Kemudian timbul pertanyaan, diskusi, debat, dalam koordinasi otak gua, kapan permainan itu pertama kali dipopulerkan? Darimana asal permainan itu? Siapa yang membuat tata cara permainan itu? Darimana idenya? Siapa yang mempopulerkan? Apa gua yang terlalu ke-desaan sehingga gua nggak tau asal muasal permainan itu. Apa itu asli dari Indonesia? Apabila iya, gua bakal bangga, dan kenapa nggak untuk mengadakan olimpiade permainan itu, seru, menantang, menegangkan, menguji adrenalin, ramai, dan asik. Gua sendiri termasuk pemain permainan itu, gua sering memainkan itu dikala waktu bosan sedang mendengarkan/menunggu/metidakngapangapain. Walaupun gua belum pernah masuk dalam timnas permainan itu.

Permainan itu? 6 kosa kata, kata ayah gua, yang namanya nama panggilan itu, tidak afdol jika lebih dari 3 kosa kata. Apapun itu pendapatnya, apapun tanggapan yang datang atas ke-sok-tau-an gua ini, gua sebut permainan itu sebagai TAK JEMPOL

Gapura Manusia 'Heng'

Gapura, pintu masuk, yang keliatan pertama, hiasan, anggap ini sebagai introduksi, sinopsis, ada apa dengan Manusia 'Heng', ada apa dengan sekeliling gua, dan ada apa dengan gua yang menulis blog ini. Gua Fendi, cuman panggilan itu yang sering lalu lalang di kuping selama 16 tahun 6 bulan gua hidup.

○ ○ ○ ○ ○

• YANG HARUS DIKERJAKAN
**1.** Dari paragraf pertama cuplikan blog Manusia 'Heng', tuliskan setiap pertanyaan yang diakhiri tanda tanya.
**2.** Lanjutkan cuplikan blog Manusia 'Heng' mulai dari kalimat terakhirnya.
Materi di bawah ini diambil dari sumber lain.

Data masker segmentasi:
○ ○ ○ ○ ○

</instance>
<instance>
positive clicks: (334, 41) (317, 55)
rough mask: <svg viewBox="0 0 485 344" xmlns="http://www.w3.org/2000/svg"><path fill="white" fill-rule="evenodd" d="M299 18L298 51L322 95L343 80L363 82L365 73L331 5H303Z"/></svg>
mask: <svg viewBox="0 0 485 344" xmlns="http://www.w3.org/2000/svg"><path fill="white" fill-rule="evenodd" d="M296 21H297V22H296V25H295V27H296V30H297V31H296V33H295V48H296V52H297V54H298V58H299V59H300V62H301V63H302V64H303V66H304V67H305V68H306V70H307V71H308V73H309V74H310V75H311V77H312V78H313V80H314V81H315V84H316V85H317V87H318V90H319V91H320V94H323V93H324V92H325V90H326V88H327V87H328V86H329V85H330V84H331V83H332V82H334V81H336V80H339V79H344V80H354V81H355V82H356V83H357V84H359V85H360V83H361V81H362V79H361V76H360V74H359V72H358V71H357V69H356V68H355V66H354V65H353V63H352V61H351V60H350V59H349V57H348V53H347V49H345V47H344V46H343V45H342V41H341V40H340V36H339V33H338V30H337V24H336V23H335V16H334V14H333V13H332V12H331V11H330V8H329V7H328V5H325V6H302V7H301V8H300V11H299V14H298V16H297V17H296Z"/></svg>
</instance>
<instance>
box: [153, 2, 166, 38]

○ ○ ○ ○ ○

• JAWABAN TIAP TUGAS
**1.**
- kapan permainan itu pertama kali dipopulerkan?
- Darimana asal permainan itu?
- Siapa yang membuat tata cara permainan itu?
- Darimana idenya?
- Siapa yang mempopulerkan?
- Apa itu asli dari Indonesia?

**2.**
Manusia 'Heng', dua buah kata yang gua terjemahkan secara frontal dari kata Hangman. Ini membuat koordinasi otak gua mengingat sama kejadian beberapa jam silam di rumah temen satu tempat les gua, anggep aja ibunya menuliskan Gundam pada akte kelahirannya. Kebetulan tadi siang sepulang gua sekolah, gua ngebantuin si Gundam nginstall+ngajarin adob toko foto di rumah Gundam. Di tengah kesibukan nginstall, kurang lebih terjadi percakapan antara Gundam dan gua,
Gua : "yaudah, jadi mau gambar apa nih?"
Gundam : "apa ya fen, gua bingung mau gambar apa, gua nggak bisa gambar"
Gua : "jailah, apa kek, apa yang lo bisa gambar ya gambar aja, entar discan"
Gundam : "nggak bisa fen, nih (ngegambar), tuh, gua cuman bisa gambar hangman, gua nggak bisa gambar orang orang gitu"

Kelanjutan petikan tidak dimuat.